▶ _TASK LIST_:
- 1) According to the passage on self-kindness, why is it hard for most people to know how to be kind to themselves? Answer in one to three sentences.
- 2) List every simple way of being kind to yourself that the passage on self-kindness suggests.
- 3) Write a continuation of the passage on self-kindness, starting after its final sentence.

▶ _PROVIDED PASSAGE_:
------------------------
Specialists who are concerned about us loving ourselves – psychologists, spiritual guides – tell us that the ability to love ourselves as we are is related to the ability to love others as they are. Buddhist teachings tell us that we can only be happy if we learn to practice “loving-kindness” towards both ourselves and others: you cannot be kind to others if you are not kind to yourself; you cannot be kind to yourself if you are not kind to others. Didn’t Jesus himself command us to “love thy neighbour as thyself” – not more, not less?

Most of us know how to be kind to others, but how do you go about being kind to yourself? After all, this is not something anyone teaches you. If anything, unless you are extremely lucky, a lot of the teachings you received in your life will have focused on fixing your so-called faults and lacks, rather than praising what was already good about you.

Yet, there are simple ways to do this. We can start by talking to ourselves as gently as we would to our best friends. We can take time everyday to truly stop and listen to our peace. We can look in the mirror and learn to like what we see. In the many thoughts that constantly go through our heads, we can listen out for the voice that tells us exactly what our life needs. And little by little, we can begin to trust and follow this inner guidance – even though it often tells us to rock the boat in the most uncomfortable ways.
------------------------
[Data excerpts]

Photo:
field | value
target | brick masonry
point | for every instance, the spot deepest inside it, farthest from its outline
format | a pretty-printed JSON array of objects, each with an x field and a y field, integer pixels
------------------------
▶ _ANSWERS BY ITEM NUMBER_:
- 1) No one teaches it. Unless people are very lucky, much of what they were taught focused on fixing their supposed faults and lacks rather than praising what was already good about them.

- 2)
- Talking to ourselves as gently as we would to our best friends
- Taking time every day to truly stop and listen to our peace
- Looking in the mirror and learning to like what we see
- Listening out, among our many thoughts, for the voice that tells us exactly what our life needs
- Little by little, beginning to trust and follow this inner guidance

- 3)
Equally, how do you go about showing others how beautiful they are? Encouraging and praising them is the obvious way, but what if they are unable to really hear your praise? After all, do we always trust the praise we receive? Crazy as it sounds, I for one often dismiss it as “this person clearly doesn’t know what they are talking about”.

I am no great gardener, but I often have this image that loving people is helping them to grow like a plant – providing an environment that allows them to thrive, and water them regularly so they can grow as tall and beautiful as nature intented. Perhaps creating this environment is just being there, without judging, and letting them know you are there. Perhaps it is being calm and balanced and loving towards you and others, so others around you might become calm and balanced and loving too.

Thinking of my close ones who, for reasons unknown, have a particularly hard times seeing any positives about themselves, I am also often reminded of this simple but powerful song by the The Velvet Underground & Nico. Here is a link in case you would like to hear it, and may it stay with you so you can remember it at times you ain’t feelin’ so good.

 

 

Stand up for yourself!

Most of the time, I’m an agreeable person. Like lots of girls I know, I do my best to be nice to people – helpful if they need something, patient if they get on my nerves, and accepting if they are downright pushy. I am extremely good at putting myself in other shoes, and only rarely get angry. Does that make me a very good person? I think not. Does it mean I get frustrated and taken for granted on a regular basis, and let people walk over me for the sake of avoiding an argument? Abso – freaking- lutely.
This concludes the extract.